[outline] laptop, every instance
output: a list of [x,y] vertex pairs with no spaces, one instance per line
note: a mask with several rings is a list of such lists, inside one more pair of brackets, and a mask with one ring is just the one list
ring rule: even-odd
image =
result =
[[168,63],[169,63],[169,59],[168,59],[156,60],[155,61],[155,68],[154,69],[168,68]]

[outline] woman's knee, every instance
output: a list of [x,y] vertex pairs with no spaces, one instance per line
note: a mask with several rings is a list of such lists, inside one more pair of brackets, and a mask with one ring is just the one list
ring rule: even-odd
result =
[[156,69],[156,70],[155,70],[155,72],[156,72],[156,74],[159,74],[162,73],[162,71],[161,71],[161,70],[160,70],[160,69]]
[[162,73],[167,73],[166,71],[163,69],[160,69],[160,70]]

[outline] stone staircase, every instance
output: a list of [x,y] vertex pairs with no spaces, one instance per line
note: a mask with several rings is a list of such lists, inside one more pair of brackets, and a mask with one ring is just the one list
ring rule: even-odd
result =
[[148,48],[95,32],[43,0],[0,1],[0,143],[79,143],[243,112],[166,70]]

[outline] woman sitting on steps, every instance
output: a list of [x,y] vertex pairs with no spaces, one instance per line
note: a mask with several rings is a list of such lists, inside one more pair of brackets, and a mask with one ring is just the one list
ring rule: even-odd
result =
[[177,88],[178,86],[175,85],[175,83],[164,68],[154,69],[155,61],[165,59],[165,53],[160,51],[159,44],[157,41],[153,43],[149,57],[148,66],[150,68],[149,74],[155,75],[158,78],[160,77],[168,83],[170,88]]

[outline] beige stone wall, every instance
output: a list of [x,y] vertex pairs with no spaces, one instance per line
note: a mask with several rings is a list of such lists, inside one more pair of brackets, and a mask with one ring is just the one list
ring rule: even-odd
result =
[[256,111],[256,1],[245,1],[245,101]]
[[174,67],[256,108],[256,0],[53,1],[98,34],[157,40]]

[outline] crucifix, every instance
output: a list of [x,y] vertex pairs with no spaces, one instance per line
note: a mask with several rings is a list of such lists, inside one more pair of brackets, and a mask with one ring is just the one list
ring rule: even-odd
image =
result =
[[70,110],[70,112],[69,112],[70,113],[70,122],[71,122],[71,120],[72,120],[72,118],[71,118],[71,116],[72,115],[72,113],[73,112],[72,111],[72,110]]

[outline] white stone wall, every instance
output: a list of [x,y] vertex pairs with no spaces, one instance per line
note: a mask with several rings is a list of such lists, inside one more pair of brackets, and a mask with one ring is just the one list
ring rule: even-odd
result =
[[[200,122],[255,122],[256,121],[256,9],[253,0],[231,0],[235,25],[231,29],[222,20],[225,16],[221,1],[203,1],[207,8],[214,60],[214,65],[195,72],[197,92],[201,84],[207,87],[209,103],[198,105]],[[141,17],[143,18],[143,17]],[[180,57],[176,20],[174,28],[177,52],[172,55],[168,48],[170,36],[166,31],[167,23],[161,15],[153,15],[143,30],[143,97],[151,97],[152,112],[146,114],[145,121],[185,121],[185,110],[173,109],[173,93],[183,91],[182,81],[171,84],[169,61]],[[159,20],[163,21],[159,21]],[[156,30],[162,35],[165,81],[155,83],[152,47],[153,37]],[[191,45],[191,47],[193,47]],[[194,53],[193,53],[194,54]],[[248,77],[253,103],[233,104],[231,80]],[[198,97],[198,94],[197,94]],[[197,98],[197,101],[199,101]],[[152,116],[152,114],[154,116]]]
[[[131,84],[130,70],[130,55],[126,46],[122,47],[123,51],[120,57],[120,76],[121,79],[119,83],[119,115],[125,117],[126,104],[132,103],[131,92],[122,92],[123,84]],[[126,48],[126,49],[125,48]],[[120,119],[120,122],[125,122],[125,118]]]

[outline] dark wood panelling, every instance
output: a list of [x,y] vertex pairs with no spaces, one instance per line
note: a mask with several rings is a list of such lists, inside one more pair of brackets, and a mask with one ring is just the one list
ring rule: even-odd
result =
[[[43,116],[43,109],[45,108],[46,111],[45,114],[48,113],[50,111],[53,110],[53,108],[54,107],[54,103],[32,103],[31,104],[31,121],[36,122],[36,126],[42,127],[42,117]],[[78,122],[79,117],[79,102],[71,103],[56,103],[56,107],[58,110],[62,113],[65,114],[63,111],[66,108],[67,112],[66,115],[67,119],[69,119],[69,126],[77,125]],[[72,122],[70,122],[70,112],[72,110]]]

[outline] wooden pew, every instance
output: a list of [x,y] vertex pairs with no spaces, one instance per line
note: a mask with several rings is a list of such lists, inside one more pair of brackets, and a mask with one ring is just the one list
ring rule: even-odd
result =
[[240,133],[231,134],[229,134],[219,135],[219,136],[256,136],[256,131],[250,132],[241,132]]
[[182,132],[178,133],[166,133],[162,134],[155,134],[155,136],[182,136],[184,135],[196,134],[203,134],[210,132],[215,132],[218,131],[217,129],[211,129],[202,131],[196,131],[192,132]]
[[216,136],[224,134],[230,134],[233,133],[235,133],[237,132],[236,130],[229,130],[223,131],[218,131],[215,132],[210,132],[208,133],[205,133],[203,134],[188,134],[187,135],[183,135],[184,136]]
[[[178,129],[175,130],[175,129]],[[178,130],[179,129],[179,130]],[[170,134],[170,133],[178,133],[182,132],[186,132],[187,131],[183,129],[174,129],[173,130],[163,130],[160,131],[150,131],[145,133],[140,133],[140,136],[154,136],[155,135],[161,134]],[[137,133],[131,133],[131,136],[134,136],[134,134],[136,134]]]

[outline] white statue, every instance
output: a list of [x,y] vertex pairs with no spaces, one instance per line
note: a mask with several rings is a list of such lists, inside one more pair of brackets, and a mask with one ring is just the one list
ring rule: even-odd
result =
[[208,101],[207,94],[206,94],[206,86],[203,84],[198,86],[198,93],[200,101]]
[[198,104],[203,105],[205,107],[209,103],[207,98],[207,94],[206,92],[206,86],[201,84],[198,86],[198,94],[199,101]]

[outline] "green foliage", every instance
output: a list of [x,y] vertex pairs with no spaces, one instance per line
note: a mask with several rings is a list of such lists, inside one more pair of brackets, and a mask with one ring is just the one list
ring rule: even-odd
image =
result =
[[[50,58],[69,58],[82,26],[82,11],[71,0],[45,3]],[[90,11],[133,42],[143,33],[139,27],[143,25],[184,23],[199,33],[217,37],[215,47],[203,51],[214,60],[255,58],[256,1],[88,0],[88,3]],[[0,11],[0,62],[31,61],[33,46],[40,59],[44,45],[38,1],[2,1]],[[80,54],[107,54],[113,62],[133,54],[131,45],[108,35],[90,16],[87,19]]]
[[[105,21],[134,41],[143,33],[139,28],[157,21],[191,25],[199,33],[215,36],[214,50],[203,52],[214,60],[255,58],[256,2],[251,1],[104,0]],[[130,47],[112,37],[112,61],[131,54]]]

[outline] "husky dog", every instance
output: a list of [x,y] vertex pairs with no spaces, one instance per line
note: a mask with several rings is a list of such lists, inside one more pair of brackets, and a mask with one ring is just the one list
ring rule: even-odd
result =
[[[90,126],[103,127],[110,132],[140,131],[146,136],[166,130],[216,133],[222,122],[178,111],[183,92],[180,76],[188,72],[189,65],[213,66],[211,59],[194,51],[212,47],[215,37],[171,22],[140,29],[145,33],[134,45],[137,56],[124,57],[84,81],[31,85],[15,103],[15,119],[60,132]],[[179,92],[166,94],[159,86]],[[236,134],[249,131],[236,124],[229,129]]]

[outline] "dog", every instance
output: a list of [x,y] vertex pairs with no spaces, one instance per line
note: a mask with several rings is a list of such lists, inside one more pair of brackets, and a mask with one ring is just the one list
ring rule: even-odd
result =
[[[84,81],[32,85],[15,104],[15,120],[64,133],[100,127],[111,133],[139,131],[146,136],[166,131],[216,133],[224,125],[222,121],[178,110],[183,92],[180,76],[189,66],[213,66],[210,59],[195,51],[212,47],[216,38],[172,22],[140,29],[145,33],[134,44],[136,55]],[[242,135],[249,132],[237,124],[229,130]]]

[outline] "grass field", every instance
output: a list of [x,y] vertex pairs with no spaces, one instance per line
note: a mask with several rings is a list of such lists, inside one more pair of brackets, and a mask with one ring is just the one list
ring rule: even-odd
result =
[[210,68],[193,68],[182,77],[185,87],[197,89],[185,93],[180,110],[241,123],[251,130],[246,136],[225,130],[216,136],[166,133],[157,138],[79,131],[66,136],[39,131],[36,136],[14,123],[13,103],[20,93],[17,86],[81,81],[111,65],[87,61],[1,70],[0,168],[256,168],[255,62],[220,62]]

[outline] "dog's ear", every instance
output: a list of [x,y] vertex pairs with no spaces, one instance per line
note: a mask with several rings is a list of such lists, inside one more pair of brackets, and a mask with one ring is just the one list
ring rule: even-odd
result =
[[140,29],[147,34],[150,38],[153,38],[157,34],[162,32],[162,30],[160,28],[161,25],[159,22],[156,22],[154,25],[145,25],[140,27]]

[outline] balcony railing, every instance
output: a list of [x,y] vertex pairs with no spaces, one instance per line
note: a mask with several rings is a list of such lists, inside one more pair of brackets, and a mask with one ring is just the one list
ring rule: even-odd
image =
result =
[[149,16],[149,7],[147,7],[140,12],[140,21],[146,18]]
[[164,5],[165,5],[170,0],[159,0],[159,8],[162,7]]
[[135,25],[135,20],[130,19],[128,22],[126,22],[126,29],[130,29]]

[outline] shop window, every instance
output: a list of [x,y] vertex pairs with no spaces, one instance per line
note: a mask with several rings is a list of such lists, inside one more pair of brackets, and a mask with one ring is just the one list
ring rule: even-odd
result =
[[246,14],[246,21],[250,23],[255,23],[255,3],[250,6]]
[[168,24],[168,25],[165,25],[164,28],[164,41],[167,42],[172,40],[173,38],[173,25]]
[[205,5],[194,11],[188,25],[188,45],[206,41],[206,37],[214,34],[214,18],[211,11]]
· · · · ·
→ **Aim**: Convert everything from the line containing "[outline] balcony railing, every instance" down to the end of the items into a numbered list, including both ends and omitting blank lines.

→ **Solution to this problem**:
1. [outline] balcony railing, every instance
2. output: a list of [x,y] vertex pairs with no spaces, one instance per line
3. note: a mask with several rings is a list of such lists, inside one more pair of brackets, and a mask with one ring is just the one list
4. ring rule: even-odd
5. image =
6. result =
7. [[149,16],[149,7],[147,7],[140,12],[140,21],[146,18]]
8. [[164,5],[165,5],[170,0],[159,0],[159,8],[162,7]]
9. [[135,25],[135,20],[130,19],[128,22],[126,22],[126,29],[130,29]]
10. [outline] shop window, every instance
11. output: a list of [x,y] vertex pairs with no spaces, one instance per line
12. note: a mask with several rings is a list of such lists, inside one more pair of brackets, and a mask with one ring is just the one list
13. ring rule: even-odd
14. result =
15. [[246,14],[246,21],[250,23],[255,23],[255,3],[250,6]]
16. [[168,24],[168,25],[165,25],[164,28],[164,41],[167,42],[172,40],[173,38],[173,25]]
17. [[205,5],[194,11],[188,25],[188,45],[206,41],[206,37],[214,34],[214,18],[211,11]]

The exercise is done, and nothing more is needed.